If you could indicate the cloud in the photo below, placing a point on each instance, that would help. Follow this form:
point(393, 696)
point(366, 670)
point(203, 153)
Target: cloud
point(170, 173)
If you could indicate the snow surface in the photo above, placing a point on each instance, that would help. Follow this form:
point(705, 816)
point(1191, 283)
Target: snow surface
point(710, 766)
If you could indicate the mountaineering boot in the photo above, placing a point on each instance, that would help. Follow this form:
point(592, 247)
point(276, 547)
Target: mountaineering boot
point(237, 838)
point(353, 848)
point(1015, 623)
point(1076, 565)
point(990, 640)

## Directions for this task
Every line of the listing must be written out again exactly.

## Output for this exercise
If you could indicate the cloud in the photo below, placing a point on each instance, that would help. Follow this form:
point(393, 696)
point(366, 670)
point(203, 153)
Target: cloud
point(170, 173)
If you could indicate the snow surface in the photo above, placing a point on each instance, that would help. Follow this form:
point(705, 816)
point(1191, 283)
Target: snow surface
point(710, 766)
If you could indicate the mountaineering boot in the photo above, placing a point on each instance, that would help. Follow this form:
point(592, 247)
point(276, 547)
Target: mountaineering boot
point(237, 838)
point(353, 848)
point(1015, 623)
point(1076, 565)
point(990, 640)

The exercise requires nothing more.